### Testo fornito
Convivere con il terremoto cambia la lettura del presente: per questo molti giovani vanno via dall’Aquila e dalle terre dei sismi, perché scappano dal peso di non voler affrontare questo presente pesante. 
E quindi come pensare le città post-sisma? Di acquirenti e non di abitanti? Il terremoto induce i singoli a contare il tempo avanti, a voler pensare a una normalità immediata, a contare quanto si è perso e si sta perdendo e a essere insofferenti all’attesa di qualcosa che verrà, che sarà più bello, come dicono i turisti e chi non vive nelle città colpite. Per difendere la possibilità di vivere nell’Italia dei terremoti non bisogna aspettare che il terremoto ci restituisca città antisismiche che perdono, tuttavia, i loro originari abitanti. 
Si può sperare in città sicure da subito, con interventi mirati e diffusi, in zone individuate come a rischio. Sono necessarie operazioni che insegnano alla cittadinanza ad avere un ruolo attivo nel recupero della propria identità di territorio sismico, per fugare rassegnazione e attesa, implementando una partecipazione diversa alle dinamiche della propria città e della sua storia.

### Le consegne
a. Rispondi a queste domande sul testo dedicato al terremoto:
(i) Da dove vanno via molti giovani?
(ii) In quali zone si possono fare interventi mirati e diffusi?
(iii) Chi dice, insieme ai turisti, che ciò che verrà sarà più bello?
b. Per favore, ricopia senza modifiche il tratto del testo sul terremoto che va da "Convivere con il" fino a "questo presente pesante.".

### Materiale fornito
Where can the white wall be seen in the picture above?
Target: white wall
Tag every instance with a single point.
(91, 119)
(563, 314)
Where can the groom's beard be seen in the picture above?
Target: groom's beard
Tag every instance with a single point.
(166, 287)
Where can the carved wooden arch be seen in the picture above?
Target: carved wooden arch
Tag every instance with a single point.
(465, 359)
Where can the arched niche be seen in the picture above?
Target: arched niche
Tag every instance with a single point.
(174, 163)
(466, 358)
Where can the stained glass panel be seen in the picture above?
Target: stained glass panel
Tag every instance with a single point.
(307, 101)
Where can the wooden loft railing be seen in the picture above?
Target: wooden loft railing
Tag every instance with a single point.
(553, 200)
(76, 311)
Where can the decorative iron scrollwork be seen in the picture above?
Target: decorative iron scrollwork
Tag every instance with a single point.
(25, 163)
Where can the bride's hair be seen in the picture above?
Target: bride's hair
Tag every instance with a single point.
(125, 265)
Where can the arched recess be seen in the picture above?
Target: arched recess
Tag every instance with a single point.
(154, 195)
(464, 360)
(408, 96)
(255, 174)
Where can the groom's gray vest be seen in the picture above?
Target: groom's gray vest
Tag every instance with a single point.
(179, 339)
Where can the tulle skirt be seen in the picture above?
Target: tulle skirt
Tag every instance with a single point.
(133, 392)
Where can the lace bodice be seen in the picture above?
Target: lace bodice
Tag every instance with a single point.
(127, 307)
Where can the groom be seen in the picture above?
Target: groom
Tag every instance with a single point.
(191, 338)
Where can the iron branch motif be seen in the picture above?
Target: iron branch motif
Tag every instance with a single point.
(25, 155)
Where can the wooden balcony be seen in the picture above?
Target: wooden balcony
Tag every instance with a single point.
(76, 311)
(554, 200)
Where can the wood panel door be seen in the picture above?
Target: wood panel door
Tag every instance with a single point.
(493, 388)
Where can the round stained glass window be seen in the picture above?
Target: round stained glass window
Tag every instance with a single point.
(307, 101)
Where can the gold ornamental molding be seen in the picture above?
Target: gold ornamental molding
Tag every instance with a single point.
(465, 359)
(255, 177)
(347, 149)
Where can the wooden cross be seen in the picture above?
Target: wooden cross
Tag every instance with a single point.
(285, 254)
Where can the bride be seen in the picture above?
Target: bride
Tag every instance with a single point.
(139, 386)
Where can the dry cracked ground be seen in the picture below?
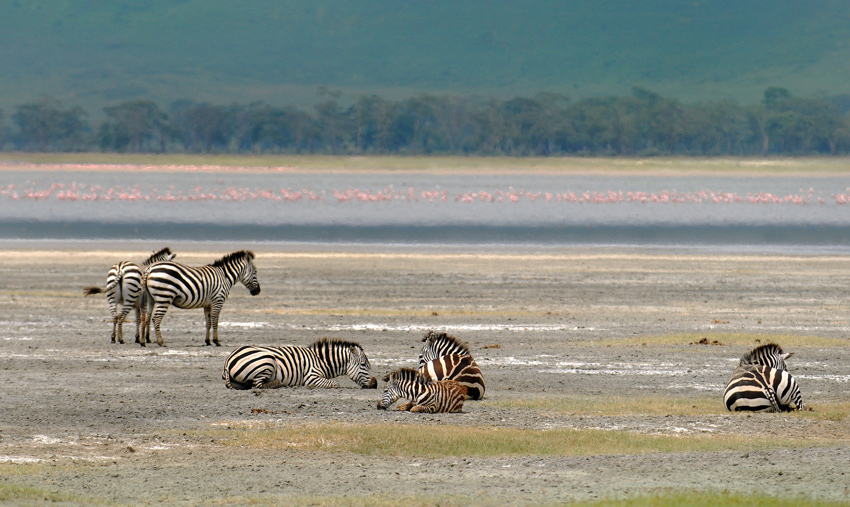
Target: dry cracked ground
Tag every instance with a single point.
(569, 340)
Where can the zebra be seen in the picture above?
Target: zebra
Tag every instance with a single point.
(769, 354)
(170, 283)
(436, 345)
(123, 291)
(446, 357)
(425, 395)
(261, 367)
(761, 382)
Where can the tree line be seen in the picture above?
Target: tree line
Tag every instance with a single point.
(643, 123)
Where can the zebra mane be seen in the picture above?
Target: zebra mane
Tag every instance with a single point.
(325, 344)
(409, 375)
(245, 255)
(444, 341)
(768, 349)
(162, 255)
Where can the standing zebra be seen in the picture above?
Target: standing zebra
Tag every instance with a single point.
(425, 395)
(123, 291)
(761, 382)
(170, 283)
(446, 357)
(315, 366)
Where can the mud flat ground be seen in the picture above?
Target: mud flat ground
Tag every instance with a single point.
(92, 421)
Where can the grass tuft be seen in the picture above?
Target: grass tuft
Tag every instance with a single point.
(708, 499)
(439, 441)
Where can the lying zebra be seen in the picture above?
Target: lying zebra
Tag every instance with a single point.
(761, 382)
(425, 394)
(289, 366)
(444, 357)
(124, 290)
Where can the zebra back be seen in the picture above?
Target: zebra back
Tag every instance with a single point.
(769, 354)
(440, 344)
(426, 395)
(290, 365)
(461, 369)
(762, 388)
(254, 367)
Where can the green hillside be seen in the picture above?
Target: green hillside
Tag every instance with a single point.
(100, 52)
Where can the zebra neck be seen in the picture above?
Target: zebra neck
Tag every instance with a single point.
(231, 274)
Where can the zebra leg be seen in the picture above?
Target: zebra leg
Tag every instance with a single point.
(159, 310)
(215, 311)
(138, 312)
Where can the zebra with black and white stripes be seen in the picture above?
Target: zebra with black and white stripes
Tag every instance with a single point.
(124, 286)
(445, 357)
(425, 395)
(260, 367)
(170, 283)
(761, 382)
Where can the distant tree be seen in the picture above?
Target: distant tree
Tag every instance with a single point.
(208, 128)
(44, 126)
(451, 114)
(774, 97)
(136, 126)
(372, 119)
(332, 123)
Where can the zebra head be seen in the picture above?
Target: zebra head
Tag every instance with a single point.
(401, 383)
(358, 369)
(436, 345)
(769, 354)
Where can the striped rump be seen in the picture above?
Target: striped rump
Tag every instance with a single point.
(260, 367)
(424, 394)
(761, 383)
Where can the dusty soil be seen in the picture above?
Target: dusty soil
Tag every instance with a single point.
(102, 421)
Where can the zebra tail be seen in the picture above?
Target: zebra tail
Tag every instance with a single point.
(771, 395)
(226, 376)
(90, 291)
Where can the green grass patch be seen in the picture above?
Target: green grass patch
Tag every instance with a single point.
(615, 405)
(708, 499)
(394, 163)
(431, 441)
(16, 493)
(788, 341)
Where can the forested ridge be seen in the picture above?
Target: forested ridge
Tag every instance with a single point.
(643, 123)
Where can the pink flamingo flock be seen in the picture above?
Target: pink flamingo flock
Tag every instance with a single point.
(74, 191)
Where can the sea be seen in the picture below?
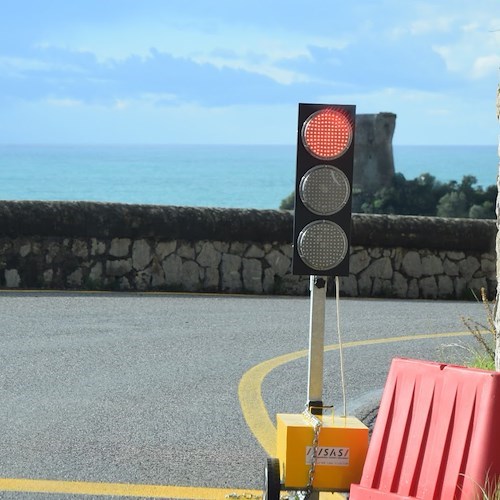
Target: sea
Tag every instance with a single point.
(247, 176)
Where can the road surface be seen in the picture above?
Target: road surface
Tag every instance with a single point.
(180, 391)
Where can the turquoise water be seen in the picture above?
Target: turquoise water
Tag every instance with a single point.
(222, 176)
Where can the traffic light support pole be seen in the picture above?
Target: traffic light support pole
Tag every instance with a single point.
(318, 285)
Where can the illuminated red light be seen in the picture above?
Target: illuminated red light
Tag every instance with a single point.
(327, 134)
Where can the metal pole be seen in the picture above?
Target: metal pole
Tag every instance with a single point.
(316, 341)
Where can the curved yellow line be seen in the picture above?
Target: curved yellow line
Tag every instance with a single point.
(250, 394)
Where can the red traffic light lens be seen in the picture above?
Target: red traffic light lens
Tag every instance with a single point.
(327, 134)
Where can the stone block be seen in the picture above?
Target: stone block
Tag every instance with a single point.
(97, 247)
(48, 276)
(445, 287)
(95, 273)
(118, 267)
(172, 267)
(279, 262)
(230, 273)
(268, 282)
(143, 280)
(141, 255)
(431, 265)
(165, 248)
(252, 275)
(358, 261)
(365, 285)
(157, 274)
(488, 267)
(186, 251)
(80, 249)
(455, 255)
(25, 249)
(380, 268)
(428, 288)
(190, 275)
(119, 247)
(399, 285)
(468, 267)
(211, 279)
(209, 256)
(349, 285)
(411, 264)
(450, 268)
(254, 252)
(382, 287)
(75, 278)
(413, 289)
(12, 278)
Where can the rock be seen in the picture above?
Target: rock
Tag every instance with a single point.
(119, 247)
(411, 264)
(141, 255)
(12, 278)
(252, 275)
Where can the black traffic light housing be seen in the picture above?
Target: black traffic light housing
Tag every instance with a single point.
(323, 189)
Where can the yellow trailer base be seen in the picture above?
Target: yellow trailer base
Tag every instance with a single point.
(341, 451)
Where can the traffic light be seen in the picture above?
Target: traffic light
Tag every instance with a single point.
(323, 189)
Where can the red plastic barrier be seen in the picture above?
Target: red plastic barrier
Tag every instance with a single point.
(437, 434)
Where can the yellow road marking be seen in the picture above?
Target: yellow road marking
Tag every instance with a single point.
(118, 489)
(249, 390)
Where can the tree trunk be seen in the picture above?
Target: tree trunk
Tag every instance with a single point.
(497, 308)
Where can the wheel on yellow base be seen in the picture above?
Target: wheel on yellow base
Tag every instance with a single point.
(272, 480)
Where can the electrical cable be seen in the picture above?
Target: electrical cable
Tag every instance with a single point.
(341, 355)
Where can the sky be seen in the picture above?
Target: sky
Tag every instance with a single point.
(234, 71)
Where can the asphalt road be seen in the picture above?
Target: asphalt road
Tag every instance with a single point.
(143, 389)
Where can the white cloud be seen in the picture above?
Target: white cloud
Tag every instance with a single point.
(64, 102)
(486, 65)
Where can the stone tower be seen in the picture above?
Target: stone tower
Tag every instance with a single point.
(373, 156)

* * *

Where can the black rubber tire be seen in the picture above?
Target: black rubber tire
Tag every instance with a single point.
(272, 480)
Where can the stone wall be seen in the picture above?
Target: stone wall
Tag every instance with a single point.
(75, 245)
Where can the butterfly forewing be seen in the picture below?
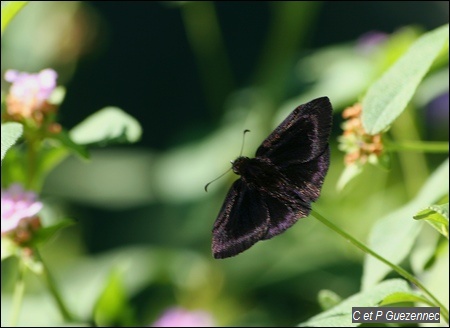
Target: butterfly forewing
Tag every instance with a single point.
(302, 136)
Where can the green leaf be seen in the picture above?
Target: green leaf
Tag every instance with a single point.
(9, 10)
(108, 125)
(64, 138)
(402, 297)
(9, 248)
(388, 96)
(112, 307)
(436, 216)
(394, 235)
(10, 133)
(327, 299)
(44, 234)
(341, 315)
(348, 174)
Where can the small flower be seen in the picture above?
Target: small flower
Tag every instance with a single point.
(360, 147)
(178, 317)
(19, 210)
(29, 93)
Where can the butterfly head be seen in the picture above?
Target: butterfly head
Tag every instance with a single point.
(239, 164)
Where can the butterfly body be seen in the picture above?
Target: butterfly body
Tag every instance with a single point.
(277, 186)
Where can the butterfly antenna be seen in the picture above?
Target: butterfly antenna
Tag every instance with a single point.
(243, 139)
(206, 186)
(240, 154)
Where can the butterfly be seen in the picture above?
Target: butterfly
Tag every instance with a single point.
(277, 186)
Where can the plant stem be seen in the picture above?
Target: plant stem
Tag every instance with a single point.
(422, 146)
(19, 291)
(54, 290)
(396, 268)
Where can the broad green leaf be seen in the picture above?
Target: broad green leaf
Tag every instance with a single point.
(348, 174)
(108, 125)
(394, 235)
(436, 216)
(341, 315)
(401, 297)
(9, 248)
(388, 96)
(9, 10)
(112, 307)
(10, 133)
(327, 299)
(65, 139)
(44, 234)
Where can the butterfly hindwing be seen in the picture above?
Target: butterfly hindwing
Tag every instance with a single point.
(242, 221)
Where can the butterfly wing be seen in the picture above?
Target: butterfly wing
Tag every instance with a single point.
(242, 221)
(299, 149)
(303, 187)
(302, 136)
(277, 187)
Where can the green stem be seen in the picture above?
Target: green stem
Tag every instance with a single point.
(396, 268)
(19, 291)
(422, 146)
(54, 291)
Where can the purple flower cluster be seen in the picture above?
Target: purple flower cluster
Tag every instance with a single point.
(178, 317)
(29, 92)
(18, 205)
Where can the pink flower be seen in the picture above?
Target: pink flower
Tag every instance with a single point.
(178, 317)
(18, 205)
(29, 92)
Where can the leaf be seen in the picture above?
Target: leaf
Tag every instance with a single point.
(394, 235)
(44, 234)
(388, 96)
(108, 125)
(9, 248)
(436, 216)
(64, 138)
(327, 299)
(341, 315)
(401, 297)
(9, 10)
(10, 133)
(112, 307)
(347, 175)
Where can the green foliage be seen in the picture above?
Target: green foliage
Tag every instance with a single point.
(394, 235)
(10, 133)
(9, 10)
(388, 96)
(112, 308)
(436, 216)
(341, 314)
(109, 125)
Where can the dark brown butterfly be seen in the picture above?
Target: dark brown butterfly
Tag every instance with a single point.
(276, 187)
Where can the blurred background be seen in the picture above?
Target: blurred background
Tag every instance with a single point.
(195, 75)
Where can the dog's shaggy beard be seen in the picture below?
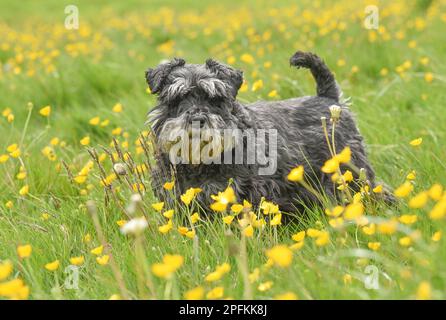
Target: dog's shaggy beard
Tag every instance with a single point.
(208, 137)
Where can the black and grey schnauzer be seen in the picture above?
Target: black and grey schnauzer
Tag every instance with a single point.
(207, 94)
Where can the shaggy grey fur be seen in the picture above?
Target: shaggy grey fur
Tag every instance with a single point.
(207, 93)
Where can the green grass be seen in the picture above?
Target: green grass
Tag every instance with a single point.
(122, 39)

### Risposte fornite
a.
(i) Dall'Aquila e dalle terre dei sismi.
(ii) In zone individuate come a rischio.
(iii) Chi non vive nelle città colpite.

b.
Convivere con il terremoto cambia la lettura del presente: per questo molti giovani vanno via dall’Aquila e dalle terre dei sismi, perché scappano dal peso di non voler affrontare questo presente pesante.